━━ Selected excerpt ━━

ARC201 - The Windows Azure Platform - How and When to Use It

The pricing for Windows Azure has been out for a little while, but I found it unclear exactly what you were paying for - especially for hosting web applications. What does $0.12 per hour really mean? That's CPU hours, surely? Well no - it turns out it's bad news: that's $0.12 per hour per web role or per worker role. And an hour is an hour: for every hour that goes by on your watch, you pay $0.12 for each role you have running.

That makes things very expensive very quickly if you're hosting a small web site, but this isn't what Azure is for. This gets very cheap very quickly if you're running Facebook.

This is also a great pricing model if your site has massive spikes in usage: ticket sales apps or tax service sites for example. You can basically turn your site off for 95% of the time, then spin up 20 servers in the space of a minute just before the tickets go on sale and drop back to zero just after they're sold out.

I think a more common route into using Azure will be for data storage. Data storage of Blob data is only $0.15 per GB per month (plus $0.15 per GB downloaded). If you've got a whole load of video or other media that you want to be constantly available, Azure could be a great dumping ground for it all: it's reliably available and isn't going to use up your bandwidth, and you can leave the rest of your app running outside Azure in an environment you're more comfortable with.

Using SQL in the cloud, however, is far more expensive than raw data storage: though prices are measured by the size of your database ($9.99 per month for a database up to 1GB; $99.99 for up to 10GB), what you're really paying for is all the functionality (and CPU time) of having a structured database. You've got to know that your database is going to be used regularly before this becomes worthwhile.

 

DAT204 - What's new in Microsoft SQL Azure

Oh thank goodness! Microsoft listened to everyone last year saying that accessing SQL Azure via REST was a major pain in the body part. We also now have everything you'd expect in a proper fully-functioning SQL database: gone are the days where you just have basic tables with string keys, partitioned by rules you specify.

━━━
━━ Supplied information ━━

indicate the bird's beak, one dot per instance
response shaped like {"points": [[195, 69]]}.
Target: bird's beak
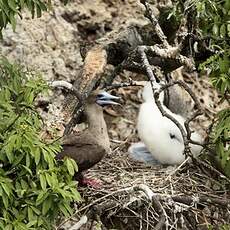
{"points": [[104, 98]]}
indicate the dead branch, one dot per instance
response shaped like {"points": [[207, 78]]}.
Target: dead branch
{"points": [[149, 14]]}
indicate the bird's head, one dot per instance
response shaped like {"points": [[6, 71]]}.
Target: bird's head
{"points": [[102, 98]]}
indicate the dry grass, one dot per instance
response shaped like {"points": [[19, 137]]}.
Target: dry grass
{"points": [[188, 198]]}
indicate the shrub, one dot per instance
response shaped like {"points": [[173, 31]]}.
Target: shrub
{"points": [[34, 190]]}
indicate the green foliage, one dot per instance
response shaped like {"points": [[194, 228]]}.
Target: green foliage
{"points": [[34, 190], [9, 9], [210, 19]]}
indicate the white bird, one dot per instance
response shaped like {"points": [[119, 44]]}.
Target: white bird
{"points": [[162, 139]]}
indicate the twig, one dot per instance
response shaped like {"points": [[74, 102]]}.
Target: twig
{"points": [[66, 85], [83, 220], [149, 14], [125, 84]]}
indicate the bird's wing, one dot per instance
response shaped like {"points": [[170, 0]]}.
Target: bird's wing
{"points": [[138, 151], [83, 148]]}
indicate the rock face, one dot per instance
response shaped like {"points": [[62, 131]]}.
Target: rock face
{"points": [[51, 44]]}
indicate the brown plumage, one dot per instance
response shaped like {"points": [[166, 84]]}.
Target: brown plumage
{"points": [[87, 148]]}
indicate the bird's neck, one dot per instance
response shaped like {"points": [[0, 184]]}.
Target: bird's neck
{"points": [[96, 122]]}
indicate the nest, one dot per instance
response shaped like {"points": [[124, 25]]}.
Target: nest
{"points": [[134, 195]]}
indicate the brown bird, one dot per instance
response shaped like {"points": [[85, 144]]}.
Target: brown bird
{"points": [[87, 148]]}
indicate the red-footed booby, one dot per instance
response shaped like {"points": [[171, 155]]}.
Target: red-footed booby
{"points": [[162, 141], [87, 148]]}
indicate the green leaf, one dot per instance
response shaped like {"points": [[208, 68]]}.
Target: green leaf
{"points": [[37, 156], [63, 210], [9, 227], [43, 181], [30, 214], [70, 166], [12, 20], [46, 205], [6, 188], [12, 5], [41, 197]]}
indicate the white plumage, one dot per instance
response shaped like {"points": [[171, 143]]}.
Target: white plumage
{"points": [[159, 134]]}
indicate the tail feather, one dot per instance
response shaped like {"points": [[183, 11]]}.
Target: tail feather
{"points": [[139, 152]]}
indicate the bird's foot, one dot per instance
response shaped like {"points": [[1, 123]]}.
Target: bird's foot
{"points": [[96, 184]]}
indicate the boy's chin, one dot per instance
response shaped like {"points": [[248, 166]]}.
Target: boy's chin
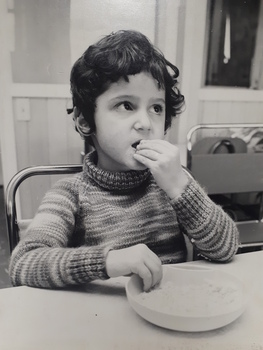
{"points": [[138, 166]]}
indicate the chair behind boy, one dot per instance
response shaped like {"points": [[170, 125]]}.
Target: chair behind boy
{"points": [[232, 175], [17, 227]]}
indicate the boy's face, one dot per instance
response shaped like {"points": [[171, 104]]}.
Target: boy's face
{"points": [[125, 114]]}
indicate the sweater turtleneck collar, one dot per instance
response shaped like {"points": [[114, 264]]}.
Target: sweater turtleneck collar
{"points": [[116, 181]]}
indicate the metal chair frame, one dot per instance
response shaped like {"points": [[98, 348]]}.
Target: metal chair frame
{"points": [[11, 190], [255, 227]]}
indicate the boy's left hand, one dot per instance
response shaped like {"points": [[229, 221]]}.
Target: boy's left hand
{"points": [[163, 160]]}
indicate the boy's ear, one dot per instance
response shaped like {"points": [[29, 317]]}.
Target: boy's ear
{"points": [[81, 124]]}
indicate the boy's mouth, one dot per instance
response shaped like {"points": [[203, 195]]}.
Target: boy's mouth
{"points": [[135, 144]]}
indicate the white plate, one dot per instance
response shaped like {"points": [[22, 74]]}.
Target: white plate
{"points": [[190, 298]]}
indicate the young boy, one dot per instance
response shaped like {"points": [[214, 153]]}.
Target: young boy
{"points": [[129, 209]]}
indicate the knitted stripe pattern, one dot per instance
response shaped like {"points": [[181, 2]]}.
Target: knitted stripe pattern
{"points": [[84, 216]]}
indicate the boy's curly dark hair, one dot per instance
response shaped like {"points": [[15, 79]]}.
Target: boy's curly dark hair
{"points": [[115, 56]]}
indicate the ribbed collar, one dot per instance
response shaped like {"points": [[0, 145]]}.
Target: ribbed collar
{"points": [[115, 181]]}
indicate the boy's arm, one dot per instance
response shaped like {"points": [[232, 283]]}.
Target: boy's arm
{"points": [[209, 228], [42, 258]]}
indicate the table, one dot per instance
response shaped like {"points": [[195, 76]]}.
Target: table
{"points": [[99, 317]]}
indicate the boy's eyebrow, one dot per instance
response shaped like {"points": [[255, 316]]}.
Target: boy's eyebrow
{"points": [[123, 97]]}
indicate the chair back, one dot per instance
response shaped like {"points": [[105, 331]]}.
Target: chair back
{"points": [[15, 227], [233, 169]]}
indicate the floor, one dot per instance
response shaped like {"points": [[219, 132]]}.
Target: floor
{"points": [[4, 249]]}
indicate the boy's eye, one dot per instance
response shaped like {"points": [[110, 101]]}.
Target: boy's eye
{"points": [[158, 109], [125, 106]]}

━━━

| Problems |
A – Return the passage of the Windows Azure session notes that opens with the words containing "ARC201 - The" and closes with "you're running Facebook.", copied verbatim.
B – Take the Windows Azure session notes further, starting right after their final sentence.

| Results for each task |
A –
ARC201 - The Windows Azure Platform - How and When to Use It

The pricing for Windows Azure has been out for a little while, but I found it unclear exactly what you were paying for - especially for hosting web applications. What does $0.12 per hour really mean? That's CPU hours, surely? Well no - it turns out it's bad news: that's $0.12 per hour per web role or per worker role. And an hour is an hour: for every hour that goes by on your watch, you pay $0.12 for each role you have running.

That makes things very expensive very quickly if you're hosting a small web site, but this isn't what Azure is for. This gets very cheap very quickly if you're running Facebook.

B –
Instead now you access SQL Azure via SQL Server Management Studio: you just connect to [database name].database.windows.net, and very nearly all the functionality you'd expect from SQL Server is right there. There are a few exceptions: for example you can't use the USE keyword, as they can't guarantee your two databases are on the same physical server (though they are on the same logical server) - in fact they probably won't be, to optimise performance.

A server is only a logical server - not a physical box. It's a unit of authority and a unit of geo-location, so this should be what drives the point at which you make another server. As you get to choose which datacentre's hosting your database, you can also get best performance by ensuring your application runs in the same datacentre as your database. And as data transfer within a datacentre is free, so you won't be eating into that $0.15 per GB download cost.

There's a nice improvement to security too: your server now comes with a firewall, allowing you to restrict access to by IP address range. Somewhat novelly, you can't create accounts called sa, admin or root, just because those are most commonly hacked.

(And next week they'll announce that you can replicate from Azure to SQL Server but shh! - you're not allowed to know that yet!)

 

DEV-GEN - Developer General Session

The Developer General Sessions at TechEd are attended by pretty much every developer at the conference, so they're held in the largest hall on site.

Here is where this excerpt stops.